Can you retype only the lines from the one with "of the globe" through the final line of the material, exactly as given?

### Record set
+ + + +

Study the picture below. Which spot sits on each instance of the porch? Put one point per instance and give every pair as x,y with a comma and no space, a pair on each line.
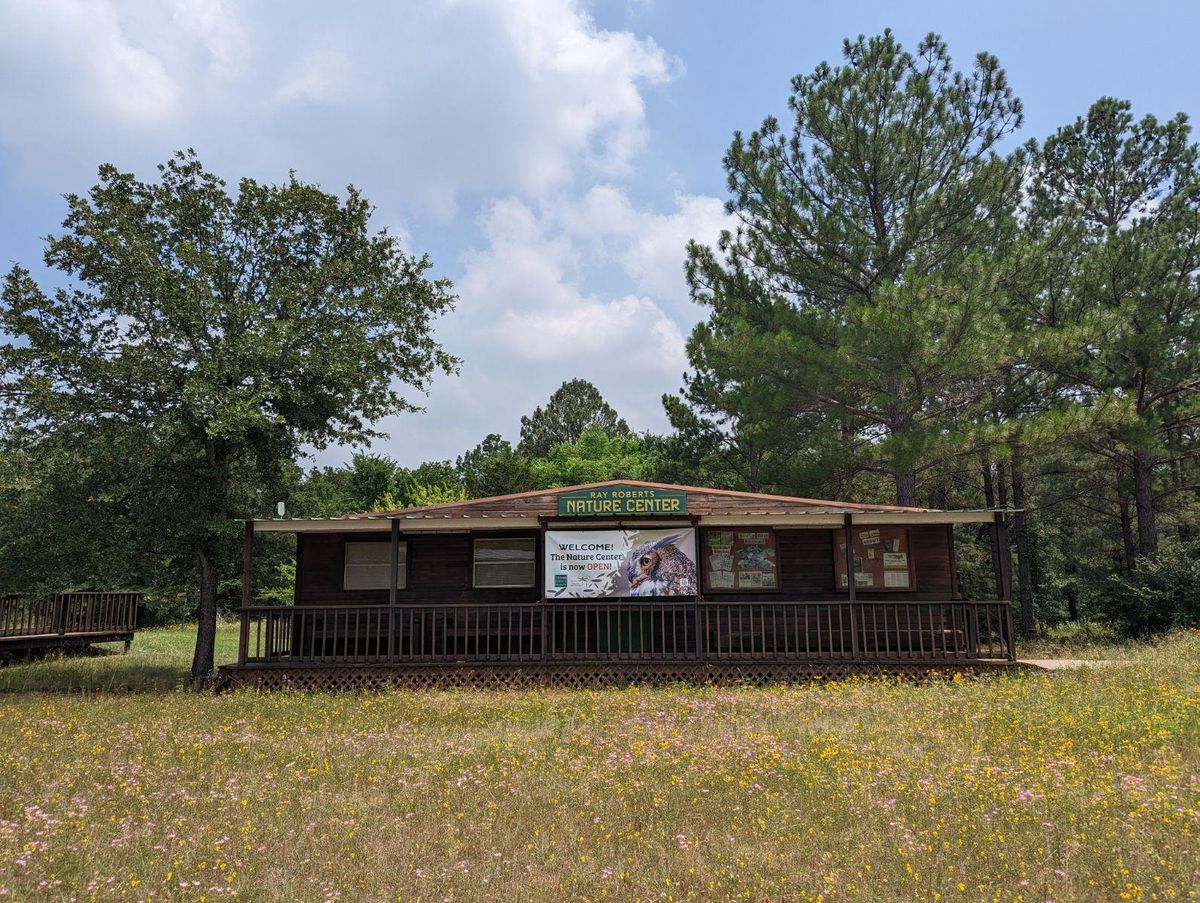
576,643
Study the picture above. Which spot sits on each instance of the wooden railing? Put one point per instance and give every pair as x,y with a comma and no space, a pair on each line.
628,631
67,614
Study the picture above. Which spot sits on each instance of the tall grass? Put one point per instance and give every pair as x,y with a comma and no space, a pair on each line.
1080,785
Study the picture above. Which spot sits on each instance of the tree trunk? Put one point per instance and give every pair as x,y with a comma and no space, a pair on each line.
1126,527
207,626
203,659
1024,551
1144,500
989,495
906,488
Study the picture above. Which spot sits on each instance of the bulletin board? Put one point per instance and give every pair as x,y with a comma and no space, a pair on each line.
882,560
741,560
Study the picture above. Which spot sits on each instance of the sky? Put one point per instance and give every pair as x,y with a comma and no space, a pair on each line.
553,157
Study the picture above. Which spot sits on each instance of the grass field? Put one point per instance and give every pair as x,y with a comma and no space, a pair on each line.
1084,785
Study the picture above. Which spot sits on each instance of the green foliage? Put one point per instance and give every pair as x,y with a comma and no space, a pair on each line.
575,406
597,456
493,467
851,308
1162,594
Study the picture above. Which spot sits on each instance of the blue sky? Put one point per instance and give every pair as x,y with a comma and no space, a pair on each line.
552,156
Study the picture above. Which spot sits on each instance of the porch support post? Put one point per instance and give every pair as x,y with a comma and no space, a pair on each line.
247,574
1003,558
391,588
849,537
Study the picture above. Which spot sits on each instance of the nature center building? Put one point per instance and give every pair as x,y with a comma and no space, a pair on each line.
619,581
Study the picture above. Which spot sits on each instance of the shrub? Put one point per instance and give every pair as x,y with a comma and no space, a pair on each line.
1163,593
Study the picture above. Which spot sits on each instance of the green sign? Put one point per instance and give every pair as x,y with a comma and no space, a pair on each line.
622,502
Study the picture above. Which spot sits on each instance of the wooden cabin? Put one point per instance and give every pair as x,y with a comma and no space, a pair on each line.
616,581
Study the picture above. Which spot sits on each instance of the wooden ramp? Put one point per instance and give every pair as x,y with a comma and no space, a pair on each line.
64,620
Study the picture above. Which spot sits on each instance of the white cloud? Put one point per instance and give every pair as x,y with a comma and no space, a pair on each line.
507,129
63,61
421,103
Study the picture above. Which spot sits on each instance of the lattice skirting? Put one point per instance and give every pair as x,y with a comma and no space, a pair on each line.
559,675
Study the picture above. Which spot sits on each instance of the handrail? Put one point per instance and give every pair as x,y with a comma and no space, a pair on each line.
67,614
652,631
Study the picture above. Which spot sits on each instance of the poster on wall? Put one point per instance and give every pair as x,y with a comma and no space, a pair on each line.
741,560
617,563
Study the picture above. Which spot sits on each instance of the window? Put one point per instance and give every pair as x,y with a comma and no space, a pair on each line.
741,561
504,562
882,558
369,566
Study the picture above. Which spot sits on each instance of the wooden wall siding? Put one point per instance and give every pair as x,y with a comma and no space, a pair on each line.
439,569
807,567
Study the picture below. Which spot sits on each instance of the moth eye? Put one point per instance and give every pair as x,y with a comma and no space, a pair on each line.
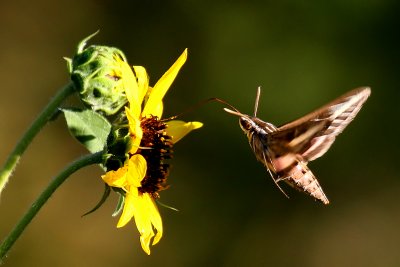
245,124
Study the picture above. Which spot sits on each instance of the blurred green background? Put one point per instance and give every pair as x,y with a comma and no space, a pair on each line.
302,53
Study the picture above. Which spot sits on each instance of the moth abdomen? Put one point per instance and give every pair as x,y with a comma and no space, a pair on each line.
299,176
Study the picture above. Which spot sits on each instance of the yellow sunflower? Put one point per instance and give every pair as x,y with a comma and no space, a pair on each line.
144,173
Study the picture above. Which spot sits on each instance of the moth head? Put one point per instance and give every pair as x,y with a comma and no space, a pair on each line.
245,121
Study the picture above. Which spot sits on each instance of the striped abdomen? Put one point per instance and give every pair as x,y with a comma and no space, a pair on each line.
300,177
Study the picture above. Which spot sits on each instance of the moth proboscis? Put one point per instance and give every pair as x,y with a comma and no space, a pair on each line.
286,150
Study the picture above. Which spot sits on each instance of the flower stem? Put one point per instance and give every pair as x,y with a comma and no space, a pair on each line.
47,113
44,196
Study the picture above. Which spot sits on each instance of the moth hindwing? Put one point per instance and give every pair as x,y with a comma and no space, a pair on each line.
286,150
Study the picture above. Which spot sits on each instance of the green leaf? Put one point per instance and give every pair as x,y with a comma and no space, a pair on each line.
88,127
106,193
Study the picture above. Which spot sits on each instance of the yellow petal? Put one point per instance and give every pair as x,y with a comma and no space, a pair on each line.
143,82
143,212
137,167
135,130
131,89
156,221
162,86
116,178
129,207
178,129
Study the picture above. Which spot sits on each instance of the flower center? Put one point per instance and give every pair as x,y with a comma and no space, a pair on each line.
156,148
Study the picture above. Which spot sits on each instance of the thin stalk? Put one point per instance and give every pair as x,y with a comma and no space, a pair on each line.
36,126
43,197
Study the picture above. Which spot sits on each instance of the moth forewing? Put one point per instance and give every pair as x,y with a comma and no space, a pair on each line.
286,150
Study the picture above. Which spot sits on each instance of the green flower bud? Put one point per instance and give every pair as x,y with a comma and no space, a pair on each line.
97,72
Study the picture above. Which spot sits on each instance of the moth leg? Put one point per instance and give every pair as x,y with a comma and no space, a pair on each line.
272,175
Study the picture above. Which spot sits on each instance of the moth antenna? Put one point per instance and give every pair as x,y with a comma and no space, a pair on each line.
233,112
272,176
257,99
199,104
166,206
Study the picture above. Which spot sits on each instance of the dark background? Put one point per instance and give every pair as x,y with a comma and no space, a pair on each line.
231,214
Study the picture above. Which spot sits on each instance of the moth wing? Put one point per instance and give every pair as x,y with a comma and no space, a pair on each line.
312,135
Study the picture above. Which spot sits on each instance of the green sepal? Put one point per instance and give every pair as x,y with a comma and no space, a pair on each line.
106,194
90,128
97,75
120,205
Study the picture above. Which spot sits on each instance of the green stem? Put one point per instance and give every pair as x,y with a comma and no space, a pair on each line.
27,138
44,196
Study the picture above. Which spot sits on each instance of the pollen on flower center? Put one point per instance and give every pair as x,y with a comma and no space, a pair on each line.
156,148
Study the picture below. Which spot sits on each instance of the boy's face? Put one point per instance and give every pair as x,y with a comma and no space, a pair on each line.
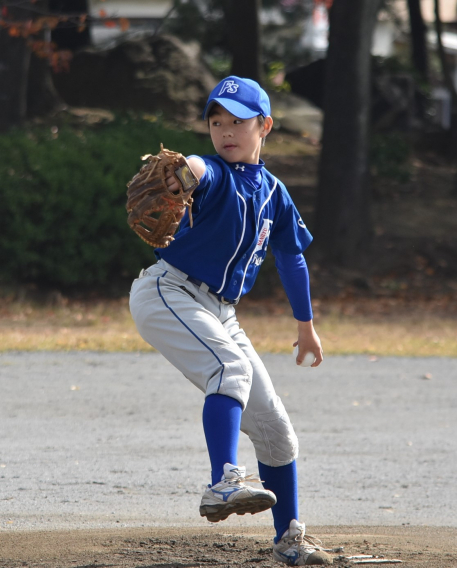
236,139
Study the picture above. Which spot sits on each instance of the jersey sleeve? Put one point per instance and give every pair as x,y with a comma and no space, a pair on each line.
289,233
294,275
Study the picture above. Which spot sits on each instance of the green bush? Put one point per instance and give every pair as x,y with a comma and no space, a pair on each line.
63,200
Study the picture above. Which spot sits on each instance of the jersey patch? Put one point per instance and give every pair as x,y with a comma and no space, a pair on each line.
262,242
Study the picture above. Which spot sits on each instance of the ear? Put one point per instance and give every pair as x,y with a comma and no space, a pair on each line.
267,126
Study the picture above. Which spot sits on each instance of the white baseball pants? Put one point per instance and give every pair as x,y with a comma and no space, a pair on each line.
202,338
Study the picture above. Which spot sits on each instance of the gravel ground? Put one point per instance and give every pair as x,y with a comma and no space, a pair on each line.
97,445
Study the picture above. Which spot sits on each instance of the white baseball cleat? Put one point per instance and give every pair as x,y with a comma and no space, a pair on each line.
297,549
231,495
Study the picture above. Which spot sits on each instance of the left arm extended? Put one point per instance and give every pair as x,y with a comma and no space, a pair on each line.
294,275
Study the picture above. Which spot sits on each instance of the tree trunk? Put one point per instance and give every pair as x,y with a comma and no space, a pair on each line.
243,23
14,67
343,221
448,81
418,38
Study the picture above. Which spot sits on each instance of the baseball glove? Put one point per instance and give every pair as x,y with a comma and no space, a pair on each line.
154,210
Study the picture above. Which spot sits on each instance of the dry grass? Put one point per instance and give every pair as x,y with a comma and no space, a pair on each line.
345,328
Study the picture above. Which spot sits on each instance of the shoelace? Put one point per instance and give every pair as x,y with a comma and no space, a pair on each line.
307,541
252,477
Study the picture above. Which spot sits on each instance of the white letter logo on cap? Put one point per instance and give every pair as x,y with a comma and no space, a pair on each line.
229,86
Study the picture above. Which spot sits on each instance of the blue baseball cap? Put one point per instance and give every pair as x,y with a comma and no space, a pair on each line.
244,98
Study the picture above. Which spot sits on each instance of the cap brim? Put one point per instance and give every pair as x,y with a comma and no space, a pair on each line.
234,107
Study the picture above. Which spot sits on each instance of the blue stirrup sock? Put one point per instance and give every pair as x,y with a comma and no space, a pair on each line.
221,424
283,481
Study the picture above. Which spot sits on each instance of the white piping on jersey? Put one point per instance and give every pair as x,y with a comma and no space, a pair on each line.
239,243
257,228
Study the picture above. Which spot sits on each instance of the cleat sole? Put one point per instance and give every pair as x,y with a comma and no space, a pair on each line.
216,513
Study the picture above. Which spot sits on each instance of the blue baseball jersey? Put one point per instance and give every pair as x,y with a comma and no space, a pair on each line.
238,210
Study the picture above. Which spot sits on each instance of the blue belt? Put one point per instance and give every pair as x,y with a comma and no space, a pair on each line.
218,296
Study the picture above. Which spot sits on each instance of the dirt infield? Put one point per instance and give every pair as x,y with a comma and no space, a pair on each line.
416,547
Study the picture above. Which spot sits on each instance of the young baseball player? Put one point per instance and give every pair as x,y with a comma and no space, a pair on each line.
184,306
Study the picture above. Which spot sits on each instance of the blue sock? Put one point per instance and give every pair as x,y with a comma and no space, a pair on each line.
221,423
283,481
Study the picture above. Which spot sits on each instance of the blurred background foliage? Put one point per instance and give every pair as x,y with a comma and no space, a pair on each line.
63,201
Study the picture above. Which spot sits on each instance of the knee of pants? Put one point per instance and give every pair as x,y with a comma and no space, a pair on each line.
274,438
234,378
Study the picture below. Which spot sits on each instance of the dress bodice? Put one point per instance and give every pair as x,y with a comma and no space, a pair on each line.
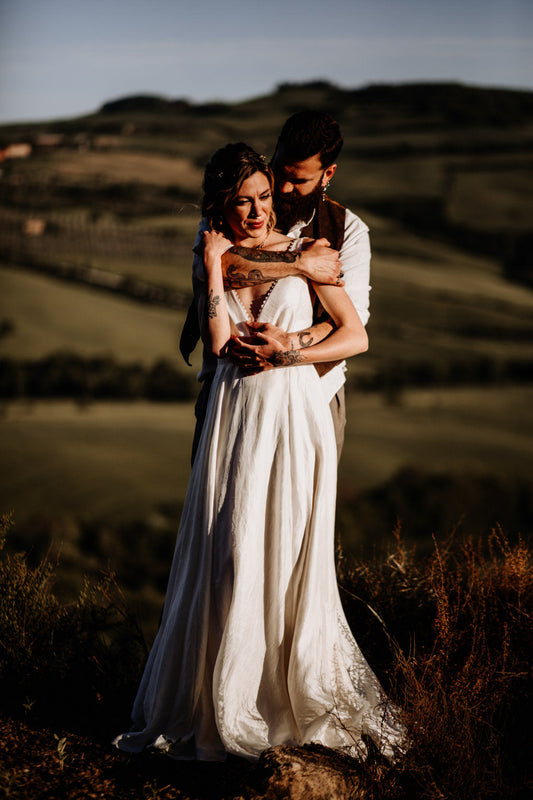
288,306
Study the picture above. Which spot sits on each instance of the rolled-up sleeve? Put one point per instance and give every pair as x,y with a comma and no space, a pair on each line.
355,258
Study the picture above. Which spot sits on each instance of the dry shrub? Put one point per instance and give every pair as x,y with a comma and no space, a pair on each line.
75,662
450,635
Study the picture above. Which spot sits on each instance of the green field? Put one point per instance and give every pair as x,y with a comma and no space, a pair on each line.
118,461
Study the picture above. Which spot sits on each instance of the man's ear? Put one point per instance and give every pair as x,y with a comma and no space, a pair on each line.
328,174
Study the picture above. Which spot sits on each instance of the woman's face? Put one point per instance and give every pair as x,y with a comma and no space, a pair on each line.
248,213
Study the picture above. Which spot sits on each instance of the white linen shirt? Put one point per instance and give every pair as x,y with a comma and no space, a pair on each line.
355,259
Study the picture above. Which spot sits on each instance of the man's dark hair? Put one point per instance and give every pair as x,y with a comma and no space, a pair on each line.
309,133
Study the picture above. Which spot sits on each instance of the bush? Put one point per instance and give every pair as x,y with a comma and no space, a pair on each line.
64,660
453,648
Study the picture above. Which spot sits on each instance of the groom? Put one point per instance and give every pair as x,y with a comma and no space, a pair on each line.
304,163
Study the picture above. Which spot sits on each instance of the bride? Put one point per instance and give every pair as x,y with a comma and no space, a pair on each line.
254,649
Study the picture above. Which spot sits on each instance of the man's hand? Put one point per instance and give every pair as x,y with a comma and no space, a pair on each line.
252,353
319,263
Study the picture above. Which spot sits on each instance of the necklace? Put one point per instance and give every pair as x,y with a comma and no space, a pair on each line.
261,301
257,303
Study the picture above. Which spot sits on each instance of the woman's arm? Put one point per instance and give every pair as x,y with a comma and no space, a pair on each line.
348,338
216,311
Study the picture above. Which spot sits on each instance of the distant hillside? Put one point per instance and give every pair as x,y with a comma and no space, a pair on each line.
377,107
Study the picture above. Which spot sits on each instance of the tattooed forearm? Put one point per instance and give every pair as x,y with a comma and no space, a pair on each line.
237,275
286,359
211,305
235,279
305,338
265,256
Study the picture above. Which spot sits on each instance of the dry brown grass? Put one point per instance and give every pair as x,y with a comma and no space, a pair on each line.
455,653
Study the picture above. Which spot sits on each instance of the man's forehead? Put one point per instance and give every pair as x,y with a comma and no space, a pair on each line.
307,168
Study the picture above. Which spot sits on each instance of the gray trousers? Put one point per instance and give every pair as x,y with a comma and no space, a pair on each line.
337,407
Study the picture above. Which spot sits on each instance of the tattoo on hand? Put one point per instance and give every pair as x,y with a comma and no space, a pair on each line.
305,338
286,359
211,306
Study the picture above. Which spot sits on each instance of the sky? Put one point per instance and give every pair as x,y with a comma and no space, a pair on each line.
63,58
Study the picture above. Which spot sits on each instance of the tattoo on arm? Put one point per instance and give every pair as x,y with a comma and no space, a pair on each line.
211,305
305,339
237,277
265,256
286,359
237,280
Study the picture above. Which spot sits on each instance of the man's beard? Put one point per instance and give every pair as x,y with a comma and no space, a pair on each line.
290,208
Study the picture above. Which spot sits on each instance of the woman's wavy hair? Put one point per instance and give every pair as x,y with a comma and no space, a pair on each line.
224,175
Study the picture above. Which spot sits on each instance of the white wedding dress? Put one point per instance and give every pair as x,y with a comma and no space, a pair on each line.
253,648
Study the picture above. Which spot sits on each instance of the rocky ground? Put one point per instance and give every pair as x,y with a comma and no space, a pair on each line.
45,764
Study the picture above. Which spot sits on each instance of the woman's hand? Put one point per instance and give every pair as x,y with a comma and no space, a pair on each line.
264,353
215,245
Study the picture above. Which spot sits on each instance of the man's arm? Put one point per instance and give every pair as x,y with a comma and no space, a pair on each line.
242,266
256,359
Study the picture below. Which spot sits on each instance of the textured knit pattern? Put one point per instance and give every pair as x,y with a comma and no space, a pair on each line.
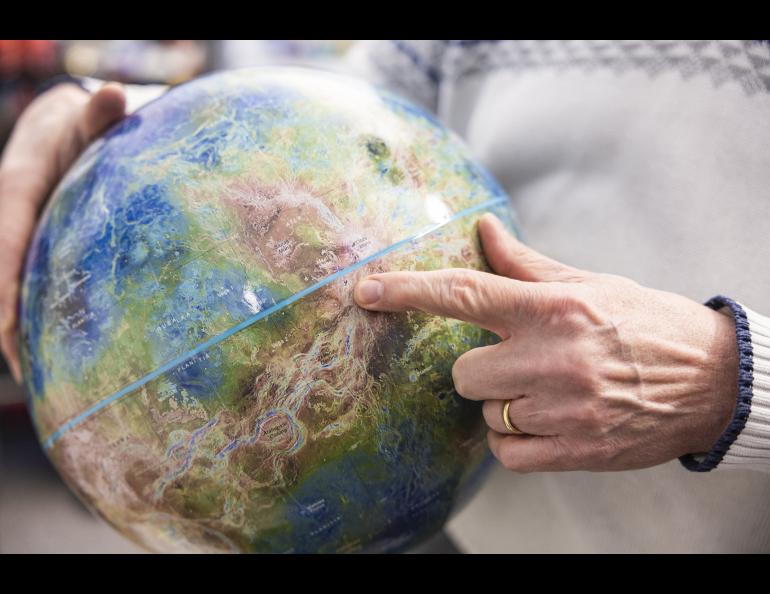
752,448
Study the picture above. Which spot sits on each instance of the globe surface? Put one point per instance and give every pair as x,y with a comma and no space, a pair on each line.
197,370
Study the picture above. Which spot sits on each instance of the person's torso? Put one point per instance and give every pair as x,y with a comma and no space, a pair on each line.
647,160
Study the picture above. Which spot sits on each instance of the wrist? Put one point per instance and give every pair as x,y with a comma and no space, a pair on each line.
722,376
741,389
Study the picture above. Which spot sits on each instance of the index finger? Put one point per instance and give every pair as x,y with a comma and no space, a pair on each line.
480,298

+ + + +

### Solution to the problem
Study the picture above. Which spot sits on each instance of the globe surface? Put one point per instance and give every pair as x,y with a comma and no space, a pair on each line.
197,370
Study the picture above. Which spot sits on each instance of the person's torso? Put one point per instance and give every pair as x,y with a comma and no space, a pair on each line.
647,160
Study the picture above. Which spot sits on each instance of the wrist? Put one point per instance and give every pair as x,y with a comma and no space, a pair on each line.
722,376
741,389
Study the picture above. Which spot sits on each instance of the index finger? Put one point per instance and give every pair as x,y with a comma and no space, a pair on each line.
480,298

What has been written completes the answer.